> **How to complete this task**: Extract the line that contains "Where can you see the green" and every line after it to the end of the records below, exactly as written and nothing else.

> **Input records**:
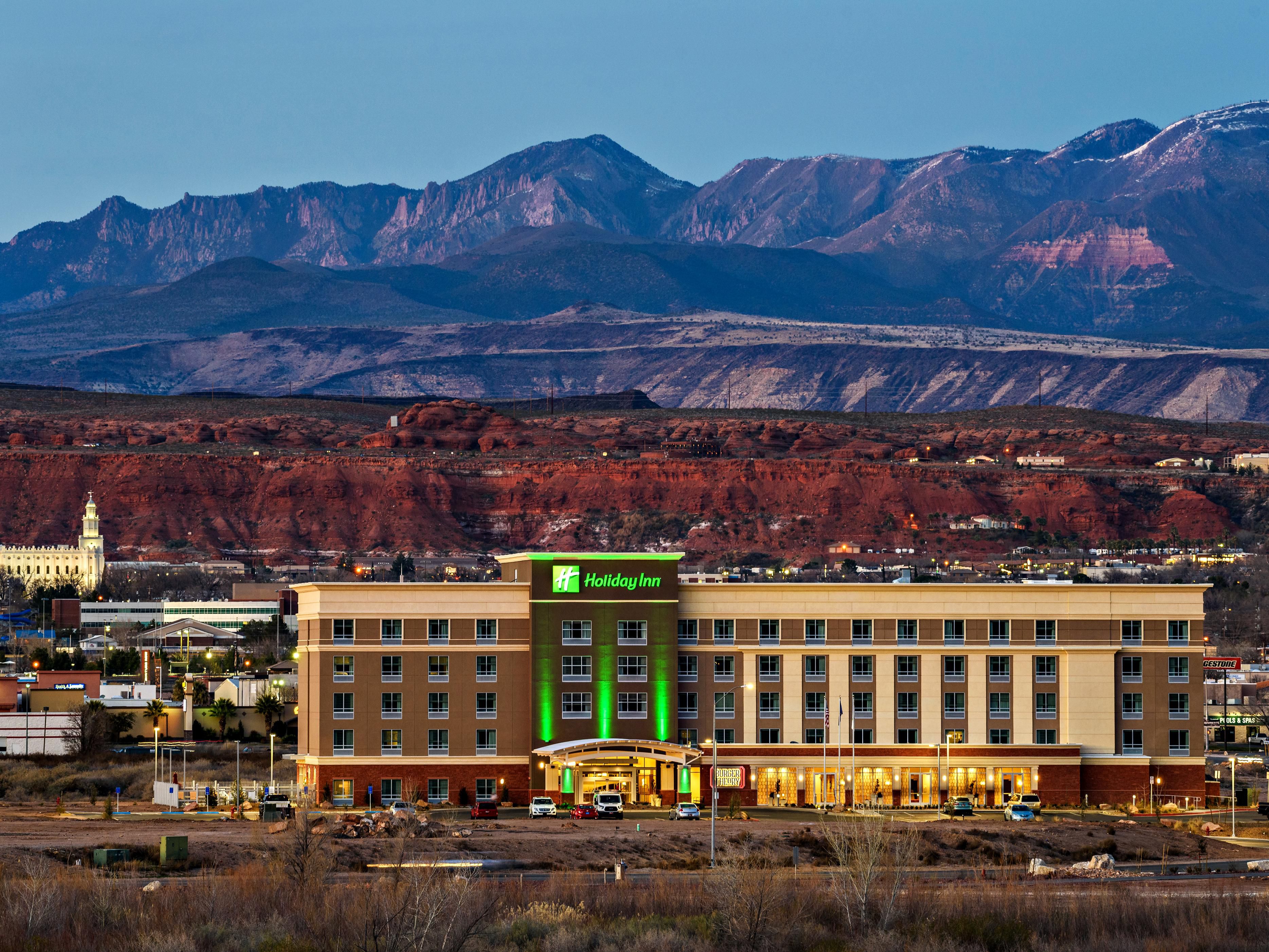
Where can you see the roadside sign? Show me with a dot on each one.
(1222, 664)
(728, 777)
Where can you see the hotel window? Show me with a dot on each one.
(390, 631)
(1178, 671)
(343, 631)
(632, 668)
(768, 704)
(575, 705)
(815, 631)
(907, 668)
(342, 792)
(998, 705)
(577, 633)
(769, 631)
(725, 704)
(688, 704)
(725, 631)
(687, 631)
(1046, 705)
(905, 704)
(390, 669)
(861, 631)
(1130, 707)
(631, 633)
(631, 705)
(390, 705)
(861, 702)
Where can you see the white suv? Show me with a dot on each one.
(608, 805)
(541, 807)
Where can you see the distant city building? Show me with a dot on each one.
(83, 563)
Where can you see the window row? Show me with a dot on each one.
(438, 742)
(391, 668)
(391, 705)
(344, 630)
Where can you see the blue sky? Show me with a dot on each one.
(154, 100)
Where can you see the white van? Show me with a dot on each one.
(610, 805)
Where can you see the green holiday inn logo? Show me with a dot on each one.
(569, 579)
(565, 578)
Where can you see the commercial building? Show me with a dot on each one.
(583, 673)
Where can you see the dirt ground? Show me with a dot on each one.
(642, 842)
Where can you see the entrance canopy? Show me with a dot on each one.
(596, 749)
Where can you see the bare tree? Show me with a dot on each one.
(872, 861)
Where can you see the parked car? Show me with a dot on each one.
(960, 807)
(610, 805)
(541, 807)
(686, 812)
(1031, 800)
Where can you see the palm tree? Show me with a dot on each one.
(270, 707)
(222, 709)
(154, 711)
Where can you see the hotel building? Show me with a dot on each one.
(580, 673)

> **Exercise result**:
Where can you see the green holiday inn logo? Show me with a dot on each one.
(569, 579)
(565, 578)
Where can you see the commercial building? Show me with a dot on each one.
(583, 673)
Where can you see the dirt ground? Show me with a dot on each one.
(642, 842)
Where can you see the entrance canopy? Show me with a dot on each one.
(596, 749)
Where can you see the bare tree? Show me with a dot on each one.
(872, 861)
Where can you see the parked car? Show me with a dot on each one.
(960, 807)
(610, 805)
(541, 807)
(686, 812)
(1031, 800)
Where can you see the palm tree? Show me with a dot on each one.
(270, 707)
(222, 709)
(154, 711)
Where can you see the hotel building? Show me with a dot on each one.
(580, 673)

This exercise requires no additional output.